5 Essential Characteristics of Leadership Communication for 2022
— December 20th, 2021
Coaching leaders to be effective communicators can be one of the most rewarding as well as the most daunting roles that a Communication professional can do.
Every leader is unique and will have different strengths and weaknesses. Add to mix everything we’ve learned about communication throughout the pandemic.
So, what does effective leadership communication look like as we head into 2022? Here are five essential characteristics for Communicators to help leaders to embrace.
1. Have a voice on societal issues
Employees are increasingly looking for organizations that are aligned with their values and broader societal issues. Younger generations, in particular, expect them to have a stance on things like climate change, ESG, Diversity and Inclusion, and pandemic response.
According to the Edelman Trust Barometer, 86% of respondents expect leaders to speak out on these issues.
Poppulo Guide: Coach Your Leaders to Ace Their Communications
This means leaders need to think deeply about what their organization stands for and ensure they are championing these causes, both internally and externally in a way that’s authentic to them.
Communicators play an important role in ensuring a leader’s actions match their words. Not doing so could have incredibly negative consequences for your organization, its customers, and the wider community.
2. Be clear
Organizations are complex. Multiple competing priorities overlaid with constant change, increasingly regulated environments, and technology-driven pressure can leave employees feeling fragmented and unable to focus on what matters.

→ LISTED RECORDS:
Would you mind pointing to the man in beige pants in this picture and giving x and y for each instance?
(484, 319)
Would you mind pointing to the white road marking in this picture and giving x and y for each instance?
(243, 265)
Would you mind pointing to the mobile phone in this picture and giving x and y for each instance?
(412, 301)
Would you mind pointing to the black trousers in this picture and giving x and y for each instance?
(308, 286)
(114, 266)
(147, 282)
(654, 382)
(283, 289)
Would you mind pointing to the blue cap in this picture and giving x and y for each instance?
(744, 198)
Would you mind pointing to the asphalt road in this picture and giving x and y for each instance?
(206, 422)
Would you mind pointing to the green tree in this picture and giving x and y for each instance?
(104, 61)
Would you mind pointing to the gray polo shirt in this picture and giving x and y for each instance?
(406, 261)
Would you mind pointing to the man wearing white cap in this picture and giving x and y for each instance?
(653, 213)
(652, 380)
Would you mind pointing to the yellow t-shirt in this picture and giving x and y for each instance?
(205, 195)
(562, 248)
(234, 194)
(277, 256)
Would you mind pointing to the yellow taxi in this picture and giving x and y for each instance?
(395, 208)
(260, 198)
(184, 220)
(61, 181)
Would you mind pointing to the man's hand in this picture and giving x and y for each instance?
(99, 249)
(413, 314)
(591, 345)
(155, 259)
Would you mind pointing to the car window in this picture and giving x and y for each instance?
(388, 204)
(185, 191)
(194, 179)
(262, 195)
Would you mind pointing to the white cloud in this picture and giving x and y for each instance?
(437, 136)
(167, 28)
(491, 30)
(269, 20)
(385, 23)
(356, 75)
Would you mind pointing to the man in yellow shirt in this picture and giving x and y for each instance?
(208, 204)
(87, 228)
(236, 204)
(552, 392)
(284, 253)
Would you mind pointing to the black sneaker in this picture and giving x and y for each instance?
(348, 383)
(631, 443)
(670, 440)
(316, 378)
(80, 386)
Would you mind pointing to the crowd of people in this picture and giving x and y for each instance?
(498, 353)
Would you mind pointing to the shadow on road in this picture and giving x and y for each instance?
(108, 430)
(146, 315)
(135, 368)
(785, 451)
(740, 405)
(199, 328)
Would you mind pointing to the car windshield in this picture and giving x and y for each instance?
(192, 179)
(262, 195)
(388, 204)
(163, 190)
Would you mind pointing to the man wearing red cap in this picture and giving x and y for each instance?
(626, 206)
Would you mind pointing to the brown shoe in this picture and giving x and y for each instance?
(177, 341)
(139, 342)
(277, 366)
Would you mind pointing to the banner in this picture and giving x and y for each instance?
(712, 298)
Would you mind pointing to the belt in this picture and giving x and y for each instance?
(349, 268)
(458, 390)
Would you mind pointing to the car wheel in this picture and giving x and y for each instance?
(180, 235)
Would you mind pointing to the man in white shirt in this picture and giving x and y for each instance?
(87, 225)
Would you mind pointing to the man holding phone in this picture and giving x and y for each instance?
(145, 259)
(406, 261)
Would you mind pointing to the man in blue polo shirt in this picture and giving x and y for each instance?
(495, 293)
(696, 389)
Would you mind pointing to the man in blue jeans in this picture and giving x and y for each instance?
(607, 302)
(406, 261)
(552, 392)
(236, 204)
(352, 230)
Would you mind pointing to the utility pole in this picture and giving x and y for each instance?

→ REQUIRED ACTIONS:
[a] According to the leadership communication article, what percentage of respondents expect leaders to speak out on societal issues?
[b] Repeat word for word the part of the leadership communication article starting at "Poppulo Guide: Coach" and ending at "authentic to them.".
The data above come from a different source than the leadership communication article.

→ RESULTS OF THE EXERCISE:
[a] 86% of respondents, according to the Edelman Trust Barometer.

[b]
Poppulo Guide: Coach Your Leaders to Ace Their Communications
This means leaders need to think deeply about what their organization stands for and ensure they are championing these causes, both internally and externally in a way that’s authentic to them.